= OBJECTIVE =
Output every line of the saved data entries below as a numbered list, skipping any blank lines. Leave the pictures out of your answer.

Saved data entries
-=-=-

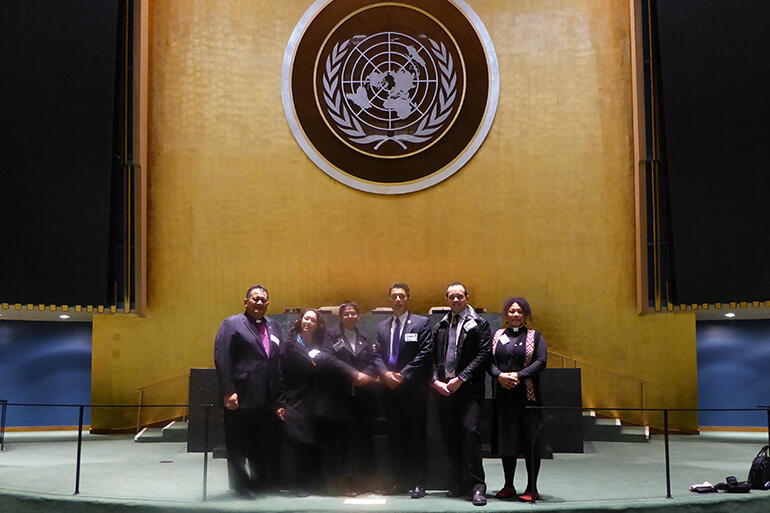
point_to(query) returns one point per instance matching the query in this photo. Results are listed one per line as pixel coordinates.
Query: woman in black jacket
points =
(518, 356)
(345, 405)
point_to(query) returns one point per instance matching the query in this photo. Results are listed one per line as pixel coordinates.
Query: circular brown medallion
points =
(390, 97)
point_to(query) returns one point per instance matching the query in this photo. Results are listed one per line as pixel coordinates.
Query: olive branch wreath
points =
(348, 124)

-=-=-

= CORRECT ANSWER =
1. point_to(query) returns one point per instance matching the query in this photo. Results are listed one per line as pixel coordinates.
2. Query: woman in black jacket
3. points =
4. (518, 356)
5. (345, 405)
6. point_to(query) returns one point per instance matching the query in this photo. Results are listed one per line as pixel coordinates.
7. Query: circular brown medallion
8. points =
9. (390, 97)
10. point_to(query) returns one point per instance matching the query in this photo. Results are listed one per line as pixel coordinates.
11. Query: olive branch wreath
12. points =
13. (348, 124)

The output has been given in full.